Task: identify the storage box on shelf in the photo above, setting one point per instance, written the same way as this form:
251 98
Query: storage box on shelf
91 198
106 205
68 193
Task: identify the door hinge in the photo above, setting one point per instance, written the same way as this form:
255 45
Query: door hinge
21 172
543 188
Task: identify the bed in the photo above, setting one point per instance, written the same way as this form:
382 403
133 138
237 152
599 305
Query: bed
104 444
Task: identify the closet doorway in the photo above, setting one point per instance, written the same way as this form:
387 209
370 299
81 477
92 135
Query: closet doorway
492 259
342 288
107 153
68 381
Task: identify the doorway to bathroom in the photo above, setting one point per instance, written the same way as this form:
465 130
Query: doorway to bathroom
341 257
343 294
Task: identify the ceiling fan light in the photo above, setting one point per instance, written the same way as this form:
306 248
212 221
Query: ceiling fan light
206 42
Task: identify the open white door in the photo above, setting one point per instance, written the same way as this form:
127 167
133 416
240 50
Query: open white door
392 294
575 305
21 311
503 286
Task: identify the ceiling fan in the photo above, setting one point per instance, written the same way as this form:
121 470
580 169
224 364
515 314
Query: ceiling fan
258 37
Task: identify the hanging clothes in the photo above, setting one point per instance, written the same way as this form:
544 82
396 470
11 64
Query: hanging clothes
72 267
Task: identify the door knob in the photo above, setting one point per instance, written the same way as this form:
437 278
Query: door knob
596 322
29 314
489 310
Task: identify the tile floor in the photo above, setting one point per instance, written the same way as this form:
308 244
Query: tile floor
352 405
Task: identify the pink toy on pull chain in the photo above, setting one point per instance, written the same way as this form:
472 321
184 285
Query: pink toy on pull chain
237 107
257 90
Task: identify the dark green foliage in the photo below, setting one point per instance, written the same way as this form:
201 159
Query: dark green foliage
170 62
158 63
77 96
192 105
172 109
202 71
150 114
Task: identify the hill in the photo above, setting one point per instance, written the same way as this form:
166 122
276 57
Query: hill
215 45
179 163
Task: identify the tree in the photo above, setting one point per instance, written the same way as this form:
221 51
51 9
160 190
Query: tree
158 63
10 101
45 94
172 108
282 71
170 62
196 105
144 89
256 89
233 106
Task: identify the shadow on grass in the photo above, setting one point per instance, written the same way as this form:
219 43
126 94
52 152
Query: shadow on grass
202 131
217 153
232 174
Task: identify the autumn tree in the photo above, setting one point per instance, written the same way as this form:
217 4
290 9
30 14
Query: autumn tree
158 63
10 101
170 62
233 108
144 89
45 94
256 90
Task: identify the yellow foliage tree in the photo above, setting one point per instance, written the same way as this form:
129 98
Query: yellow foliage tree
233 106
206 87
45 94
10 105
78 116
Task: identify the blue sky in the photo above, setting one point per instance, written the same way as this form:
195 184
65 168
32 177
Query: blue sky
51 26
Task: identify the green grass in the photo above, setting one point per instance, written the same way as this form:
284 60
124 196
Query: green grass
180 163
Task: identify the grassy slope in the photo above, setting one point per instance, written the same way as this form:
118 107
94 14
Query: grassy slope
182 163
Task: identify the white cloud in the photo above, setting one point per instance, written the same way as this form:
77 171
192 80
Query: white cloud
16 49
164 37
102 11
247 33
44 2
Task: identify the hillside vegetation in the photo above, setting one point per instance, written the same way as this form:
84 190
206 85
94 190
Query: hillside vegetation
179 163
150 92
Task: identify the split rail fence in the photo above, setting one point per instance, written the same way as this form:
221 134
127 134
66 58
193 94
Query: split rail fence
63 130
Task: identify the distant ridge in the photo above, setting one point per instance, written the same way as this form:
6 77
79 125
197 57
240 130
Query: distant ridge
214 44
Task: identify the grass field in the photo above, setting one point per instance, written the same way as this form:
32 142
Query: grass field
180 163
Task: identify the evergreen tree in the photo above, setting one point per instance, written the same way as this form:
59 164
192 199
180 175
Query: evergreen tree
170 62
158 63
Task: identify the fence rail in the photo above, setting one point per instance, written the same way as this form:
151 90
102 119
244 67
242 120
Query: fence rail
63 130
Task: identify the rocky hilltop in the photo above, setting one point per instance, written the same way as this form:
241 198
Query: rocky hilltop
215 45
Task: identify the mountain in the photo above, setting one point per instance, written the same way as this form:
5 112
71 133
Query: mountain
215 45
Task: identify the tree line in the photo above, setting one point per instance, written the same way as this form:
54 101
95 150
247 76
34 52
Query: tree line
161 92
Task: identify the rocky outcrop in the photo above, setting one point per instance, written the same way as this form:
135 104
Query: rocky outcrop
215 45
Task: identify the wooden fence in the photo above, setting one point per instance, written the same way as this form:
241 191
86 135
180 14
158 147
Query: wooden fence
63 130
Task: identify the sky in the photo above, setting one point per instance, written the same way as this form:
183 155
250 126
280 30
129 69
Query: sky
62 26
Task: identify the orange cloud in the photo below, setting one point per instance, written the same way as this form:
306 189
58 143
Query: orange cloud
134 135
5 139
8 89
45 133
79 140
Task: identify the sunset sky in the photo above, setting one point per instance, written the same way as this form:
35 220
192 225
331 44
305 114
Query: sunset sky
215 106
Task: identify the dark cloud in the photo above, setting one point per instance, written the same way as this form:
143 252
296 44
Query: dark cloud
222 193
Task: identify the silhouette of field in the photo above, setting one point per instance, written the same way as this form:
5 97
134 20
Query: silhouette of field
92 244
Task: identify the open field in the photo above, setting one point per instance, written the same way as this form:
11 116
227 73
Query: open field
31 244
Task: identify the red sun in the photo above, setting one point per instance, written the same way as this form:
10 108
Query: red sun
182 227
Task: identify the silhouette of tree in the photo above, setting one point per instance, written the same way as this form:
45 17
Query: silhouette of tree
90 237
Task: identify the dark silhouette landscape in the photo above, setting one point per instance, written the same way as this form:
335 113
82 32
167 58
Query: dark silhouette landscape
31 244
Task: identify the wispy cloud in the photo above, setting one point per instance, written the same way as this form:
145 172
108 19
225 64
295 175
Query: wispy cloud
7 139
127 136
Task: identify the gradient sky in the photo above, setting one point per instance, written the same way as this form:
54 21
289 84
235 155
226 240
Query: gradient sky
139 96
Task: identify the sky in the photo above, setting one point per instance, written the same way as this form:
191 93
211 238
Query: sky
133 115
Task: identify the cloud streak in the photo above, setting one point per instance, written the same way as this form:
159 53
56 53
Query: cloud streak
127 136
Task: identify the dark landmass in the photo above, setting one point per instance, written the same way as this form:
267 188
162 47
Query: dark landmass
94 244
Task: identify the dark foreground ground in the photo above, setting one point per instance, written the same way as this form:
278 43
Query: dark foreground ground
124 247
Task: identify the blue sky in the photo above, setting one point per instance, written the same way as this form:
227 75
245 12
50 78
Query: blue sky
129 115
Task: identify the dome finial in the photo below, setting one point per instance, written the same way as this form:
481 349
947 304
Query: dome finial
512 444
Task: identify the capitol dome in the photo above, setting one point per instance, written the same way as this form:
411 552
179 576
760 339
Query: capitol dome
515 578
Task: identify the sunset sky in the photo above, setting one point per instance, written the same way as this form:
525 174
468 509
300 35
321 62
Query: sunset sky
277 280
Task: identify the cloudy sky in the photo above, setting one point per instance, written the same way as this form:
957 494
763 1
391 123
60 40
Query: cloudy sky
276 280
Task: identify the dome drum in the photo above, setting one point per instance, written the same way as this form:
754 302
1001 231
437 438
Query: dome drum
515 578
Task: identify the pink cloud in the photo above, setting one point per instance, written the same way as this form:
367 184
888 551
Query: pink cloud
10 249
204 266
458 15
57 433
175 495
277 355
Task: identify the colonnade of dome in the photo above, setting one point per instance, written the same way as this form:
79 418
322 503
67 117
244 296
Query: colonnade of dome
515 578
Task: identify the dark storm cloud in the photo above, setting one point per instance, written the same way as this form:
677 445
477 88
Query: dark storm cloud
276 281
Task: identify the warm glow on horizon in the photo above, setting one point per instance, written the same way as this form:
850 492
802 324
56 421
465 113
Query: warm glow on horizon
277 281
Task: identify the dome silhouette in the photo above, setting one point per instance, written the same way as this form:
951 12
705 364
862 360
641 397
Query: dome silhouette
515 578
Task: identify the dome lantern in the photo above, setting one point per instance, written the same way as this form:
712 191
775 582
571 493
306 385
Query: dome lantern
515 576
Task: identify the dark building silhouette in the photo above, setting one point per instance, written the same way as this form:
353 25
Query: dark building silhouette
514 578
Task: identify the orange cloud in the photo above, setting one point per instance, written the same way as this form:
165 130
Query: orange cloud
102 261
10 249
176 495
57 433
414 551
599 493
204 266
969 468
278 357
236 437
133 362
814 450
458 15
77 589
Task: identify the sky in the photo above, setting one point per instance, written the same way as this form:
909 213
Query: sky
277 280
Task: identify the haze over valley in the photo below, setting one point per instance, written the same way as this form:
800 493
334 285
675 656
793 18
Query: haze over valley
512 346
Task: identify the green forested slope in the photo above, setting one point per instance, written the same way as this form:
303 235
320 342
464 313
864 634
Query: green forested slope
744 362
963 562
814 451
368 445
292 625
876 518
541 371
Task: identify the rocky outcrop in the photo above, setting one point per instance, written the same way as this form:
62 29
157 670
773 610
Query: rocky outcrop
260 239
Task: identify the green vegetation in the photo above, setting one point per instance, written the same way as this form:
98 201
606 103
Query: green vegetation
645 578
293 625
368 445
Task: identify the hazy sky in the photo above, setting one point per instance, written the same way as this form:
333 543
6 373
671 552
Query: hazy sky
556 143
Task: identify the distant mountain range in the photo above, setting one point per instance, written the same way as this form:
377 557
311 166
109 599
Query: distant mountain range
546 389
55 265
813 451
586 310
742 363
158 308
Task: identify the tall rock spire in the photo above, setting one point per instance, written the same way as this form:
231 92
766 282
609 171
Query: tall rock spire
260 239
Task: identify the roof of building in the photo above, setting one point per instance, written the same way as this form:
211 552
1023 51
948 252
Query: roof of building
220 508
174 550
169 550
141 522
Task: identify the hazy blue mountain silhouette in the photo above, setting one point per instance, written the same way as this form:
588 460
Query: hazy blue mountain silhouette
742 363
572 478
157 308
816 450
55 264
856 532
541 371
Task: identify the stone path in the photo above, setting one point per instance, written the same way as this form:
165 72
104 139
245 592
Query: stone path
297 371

▸ **Directions**
Arrange the lines above, from the one containing "Task: identify the tall" through the last one, as a Markdown table with the columns Row and Line text, leaving out blank lines.

▸ **Reply**
| Row | Line text |
|---|---|
| 1 | Task: identify the tall rock spire in the photo above, setting one point per instance, written the same way as this form: |
| 2 | 231 92 |
| 3 | 766 282 |
| 4 | 609 171 |
| 5 | Query: tall rock spire |
| 6 | 260 239 |
| 7 | Task: identify the roof of building in the photo above, setting one point per instance, written the same way as this form: |
| 8 | 211 552 |
| 9 | 1023 51 |
| 10 | 948 252 |
| 11 | Query: roof of building |
| 12 | 220 508 |
| 13 | 174 550 |
| 14 | 169 550 |
| 15 | 141 522 |
| 16 | Task: identify the hazy blue mountain silhouette in the photo above, setting one point per instance, written the same way as this form: |
| 17 | 588 460 |
| 18 | Query: hazy blue mountain silhouette |
| 19 | 742 363 |
| 20 | 572 478 |
| 21 | 157 308 |
| 22 | 816 450 |
| 23 | 55 264 |
| 24 | 856 532 |
| 25 | 541 371 |
| 26 | Task: identify the stone path in the photo above, setting one point per instance, written the same way as this form: |
| 27 | 165 72 |
| 28 | 104 139 |
| 29 | 245 592 |
| 30 | Query: stone path |
| 31 | 297 371 |